DO THIS — Extract the complete listing and output it unchanged.

RECORDS SUPPLIED —
(begin)
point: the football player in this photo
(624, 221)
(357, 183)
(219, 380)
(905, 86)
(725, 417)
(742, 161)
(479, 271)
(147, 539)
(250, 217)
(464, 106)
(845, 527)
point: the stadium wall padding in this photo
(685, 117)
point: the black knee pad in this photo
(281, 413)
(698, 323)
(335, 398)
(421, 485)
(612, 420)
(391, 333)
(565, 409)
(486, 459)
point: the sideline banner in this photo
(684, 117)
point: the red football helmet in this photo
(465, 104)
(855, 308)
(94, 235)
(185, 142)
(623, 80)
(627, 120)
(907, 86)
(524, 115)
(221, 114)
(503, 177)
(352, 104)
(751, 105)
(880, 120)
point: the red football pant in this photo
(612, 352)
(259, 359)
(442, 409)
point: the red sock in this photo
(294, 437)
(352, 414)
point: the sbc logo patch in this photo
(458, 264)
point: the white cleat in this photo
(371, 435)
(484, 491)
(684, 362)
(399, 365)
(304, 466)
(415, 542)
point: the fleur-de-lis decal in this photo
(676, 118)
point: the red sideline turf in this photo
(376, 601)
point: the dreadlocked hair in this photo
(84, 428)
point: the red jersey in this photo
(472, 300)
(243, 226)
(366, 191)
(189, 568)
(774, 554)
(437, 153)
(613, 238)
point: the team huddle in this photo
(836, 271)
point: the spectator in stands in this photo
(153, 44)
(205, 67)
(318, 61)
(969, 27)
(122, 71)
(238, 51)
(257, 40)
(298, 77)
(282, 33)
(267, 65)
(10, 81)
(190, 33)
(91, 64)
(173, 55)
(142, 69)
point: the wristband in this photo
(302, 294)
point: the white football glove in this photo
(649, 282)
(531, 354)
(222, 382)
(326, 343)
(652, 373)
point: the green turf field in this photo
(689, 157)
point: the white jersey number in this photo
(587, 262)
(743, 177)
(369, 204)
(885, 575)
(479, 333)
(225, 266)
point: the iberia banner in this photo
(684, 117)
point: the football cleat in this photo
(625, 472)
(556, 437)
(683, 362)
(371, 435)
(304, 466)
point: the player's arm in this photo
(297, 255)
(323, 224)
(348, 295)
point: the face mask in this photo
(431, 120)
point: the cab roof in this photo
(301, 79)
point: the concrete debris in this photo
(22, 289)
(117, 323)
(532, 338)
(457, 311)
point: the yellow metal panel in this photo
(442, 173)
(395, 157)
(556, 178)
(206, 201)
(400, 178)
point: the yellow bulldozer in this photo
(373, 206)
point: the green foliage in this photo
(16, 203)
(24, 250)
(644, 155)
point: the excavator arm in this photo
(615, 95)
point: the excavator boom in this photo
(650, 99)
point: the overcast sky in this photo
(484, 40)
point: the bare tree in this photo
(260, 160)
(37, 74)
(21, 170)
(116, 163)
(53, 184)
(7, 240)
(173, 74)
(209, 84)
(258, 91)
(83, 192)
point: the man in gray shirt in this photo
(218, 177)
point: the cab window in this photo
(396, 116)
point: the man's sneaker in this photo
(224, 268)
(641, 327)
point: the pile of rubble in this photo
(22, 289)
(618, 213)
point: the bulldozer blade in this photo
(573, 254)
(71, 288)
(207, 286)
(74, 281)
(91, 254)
(end)
SOLUTION —
point: the football player in this photo
(624, 221)
(357, 183)
(219, 380)
(905, 86)
(725, 417)
(742, 161)
(479, 271)
(147, 539)
(250, 217)
(464, 106)
(845, 527)
point: the stadium wall padding in this photo
(685, 117)
point: the black knee pad in this photo
(281, 413)
(698, 323)
(335, 398)
(421, 485)
(612, 420)
(391, 333)
(565, 409)
(486, 459)
point: the sideline banner in this photo
(684, 117)
point: the red football helmet in this photo
(465, 104)
(855, 308)
(94, 235)
(185, 142)
(623, 80)
(627, 120)
(907, 86)
(524, 115)
(221, 114)
(503, 177)
(352, 104)
(751, 105)
(880, 120)
point: the red football pant in this photo
(612, 352)
(259, 359)
(442, 409)
point: the red sock in this photo
(294, 437)
(352, 414)
point: the sbc logo patch in this photo
(458, 264)
point: the white cleat in this photo
(371, 435)
(484, 491)
(684, 362)
(399, 365)
(304, 466)
(415, 542)
point: the fleur-de-lis decal in this photo
(676, 118)
point: the red sideline turf in this photo
(376, 601)
point: the dreadlocked hair in this photo
(84, 428)
point: the red jersey in this photo
(472, 300)
(243, 226)
(366, 191)
(189, 568)
(774, 554)
(437, 153)
(613, 238)
point: the team huddle in this photo
(836, 271)
point: the spectator in stands in this photo
(153, 44)
(205, 67)
(318, 61)
(969, 27)
(122, 71)
(238, 51)
(257, 40)
(298, 77)
(282, 33)
(267, 65)
(10, 81)
(190, 33)
(91, 64)
(173, 55)
(142, 69)
point: the wristband in this photo
(302, 294)
point: the white football glove in this photo
(649, 282)
(531, 354)
(222, 382)
(326, 343)
(652, 373)
point: the green turf field in this photo
(689, 157)
point: the white jersey number in this photo
(587, 262)
(743, 177)
(369, 204)
(885, 575)
(479, 333)
(225, 266)
point: the iberia banner in this photo
(684, 117)
point: the football cleat in this photo
(625, 472)
(556, 437)
(683, 362)
(371, 435)
(304, 466)
point: the player's arm in this photo
(297, 255)
(323, 224)
(348, 295)
point: the face mask in this photo
(431, 120)
point: the cab roof in this photo
(301, 79)
point: the concrete debris in this photo
(22, 289)
(117, 323)
(532, 338)
(457, 311)
point: the yellow metal panel in this photo
(442, 173)
(395, 157)
(556, 178)
(206, 201)
(400, 178)
point: the yellow bulldozer in this photo
(373, 206)
point: the green foliage in this photo
(16, 203)
(24, 250)
(644, 155)
point: the excavator arm in this photo
(615, 95)
point: the excavator boom in this photo
(650, 99)
point: the overcast sky in this photo
(484, 40)
point: the bare tree in this photo
(260, 160)
(37, 74)
(21, 170)
(116, 163)
(53, 184)
(7, 240)
(173, 74)
(209, 84)
(258, 91)
(83, 192)
point: the man in gray shirt in this photo
(218, 177)
point: the cab window in this photo
(396, 116)
point: the man's sneaker in this photo
(224, 268)
(641, 327)
point: the pile of rubble in this photo
(22, 289)
(618, 213)
point: the bulldozer blade in this photo
(573, 254)
(71, 288)
(207, 286)
(74, 281)
(91, 254)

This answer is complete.